§ **STATED EXERCISE**
Rewrite the listing below with "semicolon-separated" changed to "semicolon-delimited" wherever it occurs, keeping every other line and character unchanged.

::: DATA ROWS

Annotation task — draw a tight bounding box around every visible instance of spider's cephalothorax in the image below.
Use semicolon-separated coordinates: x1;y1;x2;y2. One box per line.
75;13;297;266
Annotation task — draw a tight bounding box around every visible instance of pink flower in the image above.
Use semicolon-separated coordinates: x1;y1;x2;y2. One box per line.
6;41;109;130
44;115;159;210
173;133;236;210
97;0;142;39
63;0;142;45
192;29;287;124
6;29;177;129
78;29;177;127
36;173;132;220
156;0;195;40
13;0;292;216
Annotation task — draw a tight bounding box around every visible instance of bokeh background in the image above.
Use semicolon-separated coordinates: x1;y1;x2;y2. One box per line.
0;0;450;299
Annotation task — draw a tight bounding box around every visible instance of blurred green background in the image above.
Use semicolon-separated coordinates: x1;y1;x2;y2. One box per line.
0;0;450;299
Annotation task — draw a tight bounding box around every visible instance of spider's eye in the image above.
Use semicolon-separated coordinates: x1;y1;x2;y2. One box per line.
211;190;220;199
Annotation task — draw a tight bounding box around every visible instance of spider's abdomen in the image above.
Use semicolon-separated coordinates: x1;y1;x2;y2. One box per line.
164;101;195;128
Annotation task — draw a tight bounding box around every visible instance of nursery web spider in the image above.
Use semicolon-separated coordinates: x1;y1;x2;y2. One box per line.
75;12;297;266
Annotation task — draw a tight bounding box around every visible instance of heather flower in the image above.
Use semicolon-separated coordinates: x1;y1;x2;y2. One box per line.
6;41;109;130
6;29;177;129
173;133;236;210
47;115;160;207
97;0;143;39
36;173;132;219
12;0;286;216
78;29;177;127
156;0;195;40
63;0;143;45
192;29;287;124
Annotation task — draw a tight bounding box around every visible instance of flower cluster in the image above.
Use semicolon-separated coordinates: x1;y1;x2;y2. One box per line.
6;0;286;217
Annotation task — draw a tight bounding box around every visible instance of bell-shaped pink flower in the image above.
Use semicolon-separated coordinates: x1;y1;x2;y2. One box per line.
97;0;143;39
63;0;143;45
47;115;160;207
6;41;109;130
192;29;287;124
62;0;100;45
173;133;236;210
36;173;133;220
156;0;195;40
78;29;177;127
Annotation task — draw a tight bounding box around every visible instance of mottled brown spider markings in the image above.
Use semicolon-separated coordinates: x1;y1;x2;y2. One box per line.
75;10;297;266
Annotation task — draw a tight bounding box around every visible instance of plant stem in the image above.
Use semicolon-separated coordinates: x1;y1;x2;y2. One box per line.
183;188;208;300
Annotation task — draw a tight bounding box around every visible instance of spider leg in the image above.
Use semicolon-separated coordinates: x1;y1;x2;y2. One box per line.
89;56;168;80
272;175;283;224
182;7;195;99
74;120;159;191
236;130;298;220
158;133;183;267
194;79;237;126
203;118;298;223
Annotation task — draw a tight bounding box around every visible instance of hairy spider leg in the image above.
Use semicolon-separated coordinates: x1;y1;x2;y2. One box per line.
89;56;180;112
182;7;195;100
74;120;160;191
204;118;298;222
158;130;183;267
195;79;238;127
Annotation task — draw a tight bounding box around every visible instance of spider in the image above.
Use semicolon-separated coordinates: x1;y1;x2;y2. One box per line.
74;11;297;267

::::::

§ **SOLVED EXERCISE**
Annotation task — draw a tight bounding box around every visible instance of spider's cephalothorax in the image below.
Use semicolon-delimited coordinates: x1;y1;x2;y2. One box per line.
75;13;297;266
Annotation task — draw a tight bounding box around every visible instance of pink flower in the image above.
Use semicolon-delimited coordinates: x1;y1;x2;y2. One box per line.
6;41;109;130
44;115;159;210
173;133;236;210
97;0;142;39
63;0;142;45
192;29;287;124
6;29;177;129
78;29;177;127
36;173;132;220
156;0;195;40
13;0;292;216
Annotation task — draw a tight bounding box around every visible instance of bokeh background in the image above.
Use semicolon-delimited coordinates: x1;y1;x2;y2. One box per line.
0;0;450;299
Annotation task — draw a tight bounding box around every visible instance of blurred green background in the image above.
Use semicolon-delimited coordinates: x1;y1;x2;y2. One box per line.
0;0;450;299
Annotation task — draw a tight bounding box around every visible instance of spider's eye in the image above.
Use semicolon-delimited coordinates: x1;y1;x2;y2. One box per line.
211;190;220;199
Annotation task — draw a tight bounding box around every visible instance of spider's abdomen in the image above.
Use semicolon-delimited coordinates: x1;y1;x2;y2. One box per line.
164;101;195;128
Annotation task — draw a tight bounding box around every visible instance of nursery web spider in the image above.
Use semicolon-delimited coordinates: x1;y1;x2;y2. One box per line.
75;12;297;266
Annotation task — draw a tight bounding box around every visible instance of heather flower in the image above.
Use semicolon-delimited coordinates: x1;y1;x2;y2. One box per line.
6;41;109;130
6;29;177;129
173;133;236;210
47;115;160;207
97;0;143;39
36;173;132;219
12;0;286;216
78;29;177;127
156;0;195;40
63;0;143;45
192;29;287;124
Annotation task — draw a tight bounding box around every visible instance of flower cluster in the image above.
Use semicolon-delimited coordinates: x1;y1;x2;y2. One box per line.
6;0;286;217
Annotation task — draw a tight bounding box around every visible instance of bell-shaped pink flower in the image above.
Use semicolon-delimited coordinates: x1;y1;x2;y2. One box per line.
97;0;143;39
63;0;143;45
47;115;160;207
6;41;109;130
192;29;287;124
62;0;100;45
173;133;236;210
36;173;133;220
156;0;195;40
78;29;177;127
Annotation task — draw a tight bounding box around every visible instance of mottled brown spider markings in the image above.
Use semicolon-delimited coordinates: x1;y1;x2;y2. One box per line.
75;10;297;266
Annotation task — draw a tight bounding box around every visible instance of plant stem in the image above.
Use semicolon-delimited coordinates: x1;y1;x2;y2. One box per line.
183;188;208;300
Annotation task — draw a tight bounding box around every visible instance of spider leg in the image above.
Use semicolon-delimited coordinates: x1;y1;x2;y2. One box per line.
89;56;168;80
272;175;283;224
182;7;195;99
74;120;159;191
236;130;298;220
158;133;183;267
194;79;237;126
203;118;298;223
Annotation task — draw a tight bounding box around every visible instance of hairy spider leg in the image above.
Use semicolon-delimited coordinates: x1;y1;x2;y2. One box per line.
89;56;180;112
182;7;195;100
74;120;160;191
204;118;298;222
158;130;183;267
195;79;238;127
Annotation task — draw a tight bounding box around every visible instance of spider in the image above.
Use semicolon-delimited coordinates: x1;y1;x2;y2. One box per line.
74;11;297;267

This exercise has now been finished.